◆ **WRITTEN EXERCISE A**
Can you summarize the mailing-list message in two sentences?
◆ **WRITTEN EXERCISE B**
Would you transcribe the mailing-list message, everything from "In-Reply-To: <20210106095520.GJ13207@dhcp22.suse.cz>" down to "with ZONE_DEVICE pfns."?

◆ **PASSAGE GIVEN**
- - -

From: Dan Williams <dan.j.williams@intel.com>
To: Michal Hocko <mhocko@suse.com>
Cc: Linux MM <linux-mm@kvack.org>,
Andrew Morton <akpm@linux-foundation.org>,
David Hildenbrand <david@redhat.com>,
Linux Kernel Mailing List <linux-kernel@vger.kernel.org>
Subject: Re: [PATCH] mm: Teach pfn_to_online_page() about ZONE_DEVICE section collisions
Date: Tue, 12 Jan 2021 01:15:12 -0800 [thread overview]
Message-ID: <CAPcyv4jc_+UvA=y7-AX-wi-nMgDmCiukfkPwTYBye8Es=fecgw@mail.gmail.com> (raw)
In-Reply-To: <20210106095520.GJ13207@dhcp22.suse.cz>
On Wed, Jan 6, 2021 at 1:55 AM Michal Hocko <mhocko@suse.com> wrote:
>
> On Tue 05-01-21 20:07:18, Dan Williams wrote:
> > While pfn_to_online_page() is able to determine pfn_valid() at
> > subsection granularity it is not able to reliably determine if a given
> > pfn is also online if the section is mixed with ZONE_DEVICE pfns.
>
> I would call out the problem more explicitly. E.g. something like
> "

- - -

◆ **DATASET SECTION**
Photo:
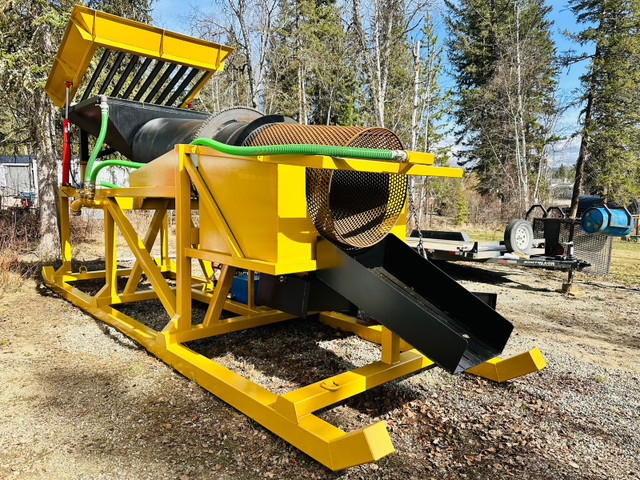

- - -

◆ **WORKED ANSWER A**
In a reply dated January 12, 2021, Dan Williams responds to Michal Hocko on a patch that teaches pfn_to_online_page() about ZONE_DEVICE section collisions. The quoted exchange states that pfn_to_online_page() can determine pfn_valid() at subsection granularity but cannot reliably determine whether a pfn is online when the section is mixed with ZONE_DEVICE pfns, and Michal Hocko suggests calling out the problem more explicitly.

◆ **WORKED ANSWER B**
In-Reply-To: <20210106095520.GJ13207@dhcp22.suse.cz>
On Wed, Jan 6, 2021 at 1:55 AM Michal Hocko <mhocko@suse.com> wrote:
>
> On Tue 05-01-21 20:07:18, Dan Williams wrote:
> > While pfn_to_online_page() is able to determine pfn_valid() at
> > subsection granularity it is not able to reliably determine if a given
> > pfn is also online if the section is mixed with ZONE_DEVICE pfns.